→ **WHAT TO DO**
Write out the entries again, swapping every "instance" for "item" and keeping everything else the same.

→ **EXTRACTED INFORMATION**
☆ ☆ ☆ ☆

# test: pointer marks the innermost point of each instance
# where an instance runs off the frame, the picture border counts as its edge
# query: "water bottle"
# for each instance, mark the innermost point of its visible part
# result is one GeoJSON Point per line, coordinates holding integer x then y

☆ ☆ ☆ ☆

→ **IN RESPONSE**
# test: pointer marks the innermost point of each item
# where an item runs off the frame, the picture border counts as its edge
# query: "water bottle"
# for each item, mark the innermost point of its visible part
# result is one GeoJSON Point per line, coordinates holding integer x then y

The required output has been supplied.